THE PROBLEM: Select every line in the records below that contains the word "sunflower" and copy each of those lines in full.

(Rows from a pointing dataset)

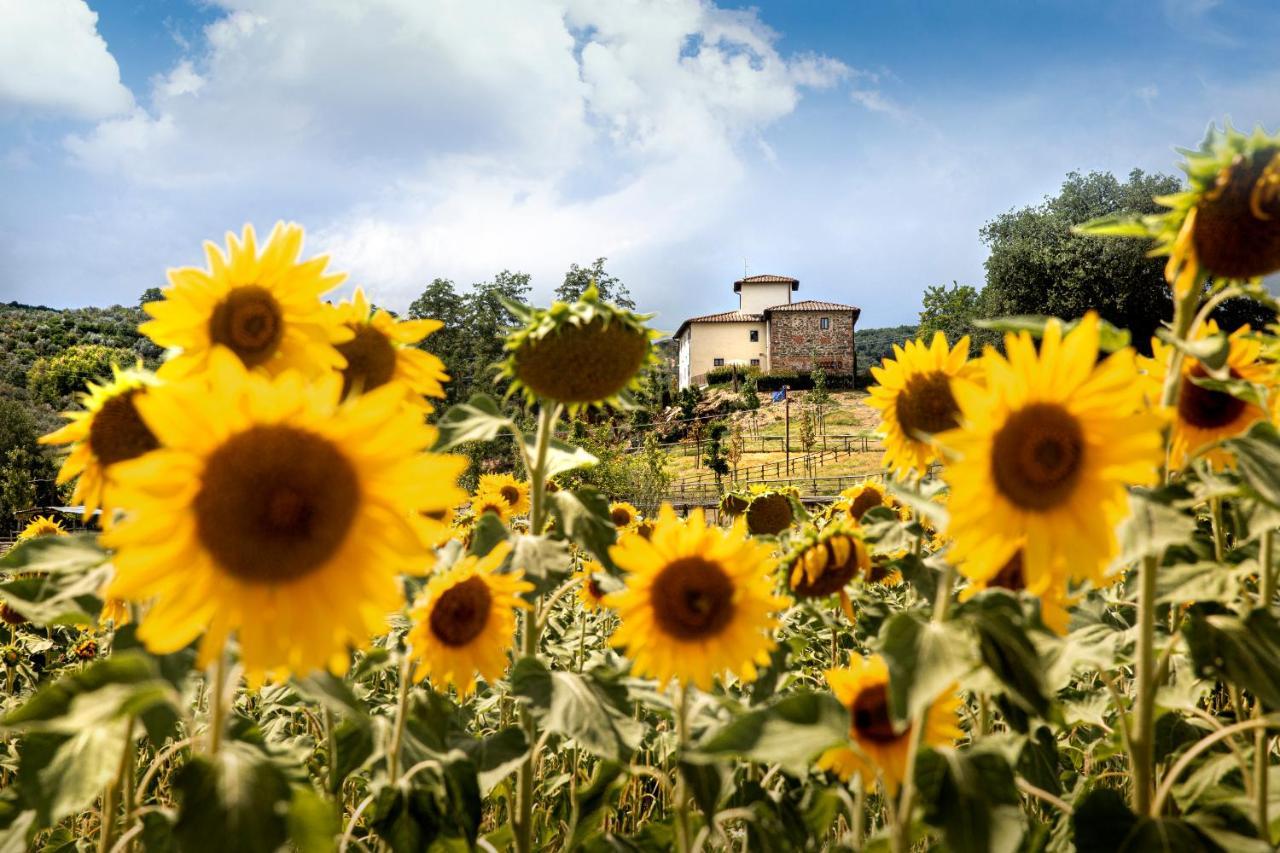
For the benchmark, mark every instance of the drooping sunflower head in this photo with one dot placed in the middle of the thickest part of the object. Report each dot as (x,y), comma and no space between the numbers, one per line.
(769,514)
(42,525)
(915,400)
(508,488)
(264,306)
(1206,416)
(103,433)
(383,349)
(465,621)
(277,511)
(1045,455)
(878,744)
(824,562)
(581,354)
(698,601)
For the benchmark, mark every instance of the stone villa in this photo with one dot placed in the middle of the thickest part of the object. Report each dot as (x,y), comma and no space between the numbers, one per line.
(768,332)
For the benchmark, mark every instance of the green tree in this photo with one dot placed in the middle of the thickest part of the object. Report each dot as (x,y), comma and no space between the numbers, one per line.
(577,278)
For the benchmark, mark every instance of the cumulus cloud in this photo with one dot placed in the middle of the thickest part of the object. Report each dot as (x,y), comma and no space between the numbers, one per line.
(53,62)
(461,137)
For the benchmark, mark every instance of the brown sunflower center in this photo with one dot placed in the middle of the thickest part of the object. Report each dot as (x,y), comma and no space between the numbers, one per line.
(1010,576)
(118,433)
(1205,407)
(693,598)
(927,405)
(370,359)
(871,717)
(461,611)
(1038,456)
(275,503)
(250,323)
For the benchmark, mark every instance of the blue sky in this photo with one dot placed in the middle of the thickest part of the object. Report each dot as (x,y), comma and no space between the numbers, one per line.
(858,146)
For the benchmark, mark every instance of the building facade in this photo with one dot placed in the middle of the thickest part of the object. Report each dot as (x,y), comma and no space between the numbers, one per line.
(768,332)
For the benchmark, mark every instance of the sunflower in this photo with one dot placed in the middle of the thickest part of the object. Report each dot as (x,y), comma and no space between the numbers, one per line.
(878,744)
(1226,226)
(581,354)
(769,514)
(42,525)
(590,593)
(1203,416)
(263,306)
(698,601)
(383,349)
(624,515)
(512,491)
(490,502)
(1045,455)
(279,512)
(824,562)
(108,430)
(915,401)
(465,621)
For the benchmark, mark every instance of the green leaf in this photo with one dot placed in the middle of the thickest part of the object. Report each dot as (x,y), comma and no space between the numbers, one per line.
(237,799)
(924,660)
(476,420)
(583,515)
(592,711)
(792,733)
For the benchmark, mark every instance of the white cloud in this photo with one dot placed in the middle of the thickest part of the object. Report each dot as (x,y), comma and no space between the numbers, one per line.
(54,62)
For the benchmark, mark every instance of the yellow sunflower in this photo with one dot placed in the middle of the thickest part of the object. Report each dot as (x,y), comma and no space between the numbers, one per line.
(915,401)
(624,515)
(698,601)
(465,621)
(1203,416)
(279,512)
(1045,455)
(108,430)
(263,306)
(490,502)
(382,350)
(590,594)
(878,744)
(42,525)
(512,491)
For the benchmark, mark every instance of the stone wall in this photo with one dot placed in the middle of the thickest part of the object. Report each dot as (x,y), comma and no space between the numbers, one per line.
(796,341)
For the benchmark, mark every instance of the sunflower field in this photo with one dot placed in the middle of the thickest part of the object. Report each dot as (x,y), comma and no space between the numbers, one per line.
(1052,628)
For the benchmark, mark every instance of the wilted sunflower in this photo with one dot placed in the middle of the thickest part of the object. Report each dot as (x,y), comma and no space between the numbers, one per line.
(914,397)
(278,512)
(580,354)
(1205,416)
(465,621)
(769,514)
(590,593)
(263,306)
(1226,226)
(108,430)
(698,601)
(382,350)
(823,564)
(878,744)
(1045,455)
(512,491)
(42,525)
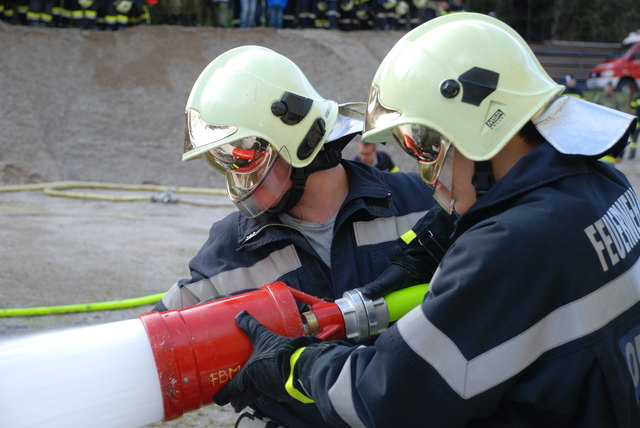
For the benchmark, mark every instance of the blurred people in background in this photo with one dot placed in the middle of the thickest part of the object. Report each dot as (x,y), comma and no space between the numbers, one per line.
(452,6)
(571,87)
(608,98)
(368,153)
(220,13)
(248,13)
...
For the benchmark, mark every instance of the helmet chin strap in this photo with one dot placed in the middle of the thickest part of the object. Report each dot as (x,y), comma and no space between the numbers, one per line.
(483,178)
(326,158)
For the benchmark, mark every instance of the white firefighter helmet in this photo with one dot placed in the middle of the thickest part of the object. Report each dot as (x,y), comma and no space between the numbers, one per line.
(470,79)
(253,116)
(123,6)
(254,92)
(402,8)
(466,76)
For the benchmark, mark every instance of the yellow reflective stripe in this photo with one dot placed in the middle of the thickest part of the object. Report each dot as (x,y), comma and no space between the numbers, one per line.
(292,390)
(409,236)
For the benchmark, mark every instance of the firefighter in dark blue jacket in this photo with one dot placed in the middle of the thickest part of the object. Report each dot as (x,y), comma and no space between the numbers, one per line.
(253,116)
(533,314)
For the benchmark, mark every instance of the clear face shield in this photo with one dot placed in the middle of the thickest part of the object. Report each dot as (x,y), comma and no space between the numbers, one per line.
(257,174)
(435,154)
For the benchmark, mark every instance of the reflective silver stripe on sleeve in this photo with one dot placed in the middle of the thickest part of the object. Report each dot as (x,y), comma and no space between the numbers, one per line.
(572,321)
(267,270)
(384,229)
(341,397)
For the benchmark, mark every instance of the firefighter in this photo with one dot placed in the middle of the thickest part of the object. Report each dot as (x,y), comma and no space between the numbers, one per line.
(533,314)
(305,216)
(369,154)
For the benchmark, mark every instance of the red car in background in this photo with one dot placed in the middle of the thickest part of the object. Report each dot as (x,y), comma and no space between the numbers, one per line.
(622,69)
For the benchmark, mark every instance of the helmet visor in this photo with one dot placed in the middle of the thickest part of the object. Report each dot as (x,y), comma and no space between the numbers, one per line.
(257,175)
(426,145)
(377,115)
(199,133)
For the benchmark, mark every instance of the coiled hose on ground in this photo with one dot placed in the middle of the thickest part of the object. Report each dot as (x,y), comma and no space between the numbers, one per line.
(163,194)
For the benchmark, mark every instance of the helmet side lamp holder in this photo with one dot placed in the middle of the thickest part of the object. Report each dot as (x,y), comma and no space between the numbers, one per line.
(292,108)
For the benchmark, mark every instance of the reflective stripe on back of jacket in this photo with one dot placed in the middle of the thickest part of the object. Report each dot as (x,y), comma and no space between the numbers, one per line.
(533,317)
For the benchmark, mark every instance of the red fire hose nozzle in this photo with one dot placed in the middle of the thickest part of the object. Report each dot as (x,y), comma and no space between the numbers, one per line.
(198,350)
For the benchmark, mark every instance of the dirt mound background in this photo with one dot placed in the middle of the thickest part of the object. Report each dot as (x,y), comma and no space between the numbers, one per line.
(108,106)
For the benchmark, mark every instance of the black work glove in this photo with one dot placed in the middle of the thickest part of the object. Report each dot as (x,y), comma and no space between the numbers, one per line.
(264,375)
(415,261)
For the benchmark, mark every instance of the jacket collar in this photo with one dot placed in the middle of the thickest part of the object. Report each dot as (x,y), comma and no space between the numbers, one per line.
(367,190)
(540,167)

WRITTEN SOLUTION:
For the benchmark, mark every instance of the drooping sunflower head in this photo with one dot placed in the middle of the thickest part of the object. Report each dot as (x,y), comma and no space between the numbers, one per line.
For the benchmark, mark every instance of the brown sunflower center in this photo with one dot placed in the middle of the thickest part of the object. Report each dot as (x,y), comma and no space between the numbers, one per line.
For the benchmark, mark every instance of the sunflower in this photo with one dot placed in the middle of the thickest part of the object. Report each dot as (x,y), comma and no space between the numbers, one per line.
For the benchmark, mark every instance of the yellow sunflower in this photo with one dot placed in the middle of the thickest part of the object. Report each dot as (x,y), comma and no space between the numbers, one per line.
For the benchmark, mark every instance of the sunflower field in this photo with one dot placed in the middle of the thickest part of the object. Report each dot as (x,y), comma and no space between the numbers, one per line.
For the benchmark, mark every instance of the wilted sunflower in this photo with one dot placed in the middle of the thickest part of the object. Report each dot as (x,y), comma and no space between the numbers, one per line.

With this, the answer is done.